- Stated goal -
Print the listing that follows, character for character.

- Data for the task -

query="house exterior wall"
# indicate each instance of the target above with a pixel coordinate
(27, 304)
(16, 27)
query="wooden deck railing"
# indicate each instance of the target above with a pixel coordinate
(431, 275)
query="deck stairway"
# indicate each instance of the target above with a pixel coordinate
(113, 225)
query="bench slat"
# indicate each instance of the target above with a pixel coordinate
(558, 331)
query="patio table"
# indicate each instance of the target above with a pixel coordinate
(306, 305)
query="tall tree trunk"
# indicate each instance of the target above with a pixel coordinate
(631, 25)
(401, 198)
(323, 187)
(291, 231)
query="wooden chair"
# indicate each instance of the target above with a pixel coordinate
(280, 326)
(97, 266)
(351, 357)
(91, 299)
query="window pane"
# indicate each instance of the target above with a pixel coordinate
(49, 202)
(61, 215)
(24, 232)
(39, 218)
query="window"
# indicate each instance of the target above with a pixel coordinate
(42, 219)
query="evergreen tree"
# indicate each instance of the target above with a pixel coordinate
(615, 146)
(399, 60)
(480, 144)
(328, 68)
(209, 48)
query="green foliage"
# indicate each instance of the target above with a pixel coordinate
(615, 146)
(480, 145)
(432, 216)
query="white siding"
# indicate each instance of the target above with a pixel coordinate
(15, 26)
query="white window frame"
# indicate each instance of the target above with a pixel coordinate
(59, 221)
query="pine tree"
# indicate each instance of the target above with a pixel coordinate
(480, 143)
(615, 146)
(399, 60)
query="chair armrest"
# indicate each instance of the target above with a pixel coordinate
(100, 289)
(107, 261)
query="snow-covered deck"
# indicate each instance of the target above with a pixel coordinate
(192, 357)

- Solution for this task -
query="house exterior wall"
# indicate each instance of the target above with a pixel coordinate
(27, 304)
(16, 27)
query="wooden deck railing"
# indicate each instance of the target above with a pixel coordinate
(431, 275)
query="deck stairway"
# indicate each instance of the target above with a pixel coordinate
(113, 225)
query="bench slat"
# indicate each instance of the target above with a pixel coordinate
(558, 331)
query="patio table"
# indicate each instance of the target above with a pixel coordinate
(306, 305)
query="tall tree trunk"
# indicate each instance of the target above with a pixel coordinate
(631, 25)
(401, 198)
(323, 187)
(291, 231)
query="wooden chair"
# indicate each instance of the target above with a pixel coordinate
(280, 326)
(97, 266)
(351, 357)
(91, 299)
query="window pane"
# indicate each instance of the target above with a pixel coordinate
(49, 202)
(61, 215)
(24, 232)
(39, 218)
query="window"
# indicate each instance of the target above with a pixel coordinate
(42, 219)
query="evergreen tree"
# indicate each instance of the target above with a pixel coordinate
(615, 146)
(399, 60)
(480, 144)
(328, 68)
(209, 48)
query="green foliage"
# indicate each instance of the target above with a pixel coordinate
(615, 146)
(480, 145)
(432, 216)
query="white siding"
# indicate each instance of the target above with a pixel coordinate
(15, 26)
query="white window frame"
# indicate each instance of the target above with a pixel coordinate
(59, 221)
query="pine tree"
# indicate each instance of the target above with a pixel coordinate
(480, 143)
(615, 146)
(399, 60)
query="chair armrest"
# indicate each instance of the target above with a pixel coordinate
(100, 289)
(107, 261)
query="snow-covered deck"
# indicate each instance of the target above with a pixel coordinate
(192, 357)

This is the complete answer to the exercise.